**WHAT IS BEING ASKED:**
The finished copy must match the records exactly, except that it contains no pictures.

**GIVEN RECORDS:**

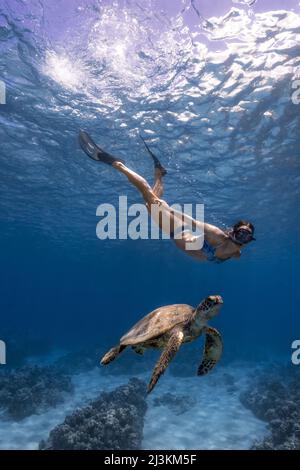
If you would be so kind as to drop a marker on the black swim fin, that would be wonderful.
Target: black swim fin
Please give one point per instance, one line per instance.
(157, 163)
(93, 151)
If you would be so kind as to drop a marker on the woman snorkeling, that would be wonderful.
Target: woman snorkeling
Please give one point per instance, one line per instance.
(216, 246)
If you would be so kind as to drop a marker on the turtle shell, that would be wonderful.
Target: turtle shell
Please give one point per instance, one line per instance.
(157, 323)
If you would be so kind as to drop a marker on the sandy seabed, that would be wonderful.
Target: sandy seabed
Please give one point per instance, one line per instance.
(215, 420)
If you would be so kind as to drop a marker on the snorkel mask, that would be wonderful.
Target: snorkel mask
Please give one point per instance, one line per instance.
(242, 235)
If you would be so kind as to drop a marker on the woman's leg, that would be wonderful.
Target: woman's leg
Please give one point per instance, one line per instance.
(139, 182)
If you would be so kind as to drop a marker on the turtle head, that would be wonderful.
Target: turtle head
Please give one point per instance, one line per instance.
(209, 307)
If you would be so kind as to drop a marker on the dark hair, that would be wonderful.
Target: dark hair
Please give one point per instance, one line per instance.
(240, 223)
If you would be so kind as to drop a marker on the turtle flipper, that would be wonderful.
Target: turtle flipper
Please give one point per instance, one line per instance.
(157, 163)
(139, 349)
(93, 151)
(212, 351)
(112, 354)
(167, 355)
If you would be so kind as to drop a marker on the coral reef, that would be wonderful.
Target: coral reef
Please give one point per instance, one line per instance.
(179, 404)
(31, 390)
(276, 401)
(113, 421)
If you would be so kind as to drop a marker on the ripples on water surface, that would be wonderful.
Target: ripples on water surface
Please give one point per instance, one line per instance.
(213, 98)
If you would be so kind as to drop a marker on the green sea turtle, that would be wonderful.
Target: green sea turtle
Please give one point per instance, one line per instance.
(168, 328)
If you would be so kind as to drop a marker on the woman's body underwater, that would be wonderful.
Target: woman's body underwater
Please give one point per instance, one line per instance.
(186, 232)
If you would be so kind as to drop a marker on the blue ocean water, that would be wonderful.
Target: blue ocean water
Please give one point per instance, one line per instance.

**TASK ANSWER:**
If you would be so kind as to drop a marker on the black swim fin, that would be wonderful.
Target: black swim fin
Please give one point per instance, one line per instance.
(157, 163)
(93, 151)
If you would be so kind as to drop a marker on the woman snorkeling, that would be wonderful.
Target: woman snorkeling
Please give one point per instance, one line per instance.
(216, 246)
If you would be so kind as to drop a marker on the turtle shell, that would be wonderful.
Target: turtle shell
Please give one point per instance, one line per instance.
(157, 323)
If you would be so kind as to drop a marker on the sandy seabed, that would be wonderful.
Target: sandy seabed
Please give one point per instance, one line per instance.
(215, 420)
If you would be so kind as to drop a marker on the snorkel mask, that would be wonderful.
Target: snorkel mask
Please give one point per instance, one line per instance.
(242, 235)
If you would be so kind as to drop a marker on the woman's leg, that would be wonderful.
Target: woman's leg
Please give one point per instance, one line per instance.
(139, 182)
If you would be so kind as to drop a marker on the turtle head, that would be wonderful.
Target: turtle head
Please give one point per instance, one line per instance.
(209, 307)
If you would be so kind as to drop a marker on the dark hair, that would be wonderful.
Target: dark hair
Please give one point per instance, one line per instance.
(240, 223)
If you would be so kind as to drop a marker on the turtle flipper, that would be wonderful.
Target: turtle flipper
Please give one point per instance, one line per instance.
(157, 163)
(139, 349)
(93, 151)
(212, 351)
(112, 354)
(167, 355)
If you would be so kind as to drop a marker on the coral reef, that would be wonderful.
Target: coral reef
Please give one point per instance, one line per instance.
(179, 404)
(31, 390)
(276, 401)
(113, 421)
If you would be so kind as to drop a marker on the ripples on water surface, that would be wonderful.
Target: ripples on water surface
Please give one point per instance, one line per instance.
(213, 98)
If you would be so kind as to drop a marker on the green sea turtle, that would be wonderful.
Target: green sea turtle
Please give one point per instance, one line per instance.
(168, 328)
If you would be so kind as to drop a marker on the woman's body underwater, that would be wonderful.
Target: woman's body underwater
Please give one point per instance, one line per instance.
(186, 232)
If you would be so kind as to drop a marker on the blue ocean water, that would be wonderful.
Target: blue ocean water
Please give one point per instance, one line per instance.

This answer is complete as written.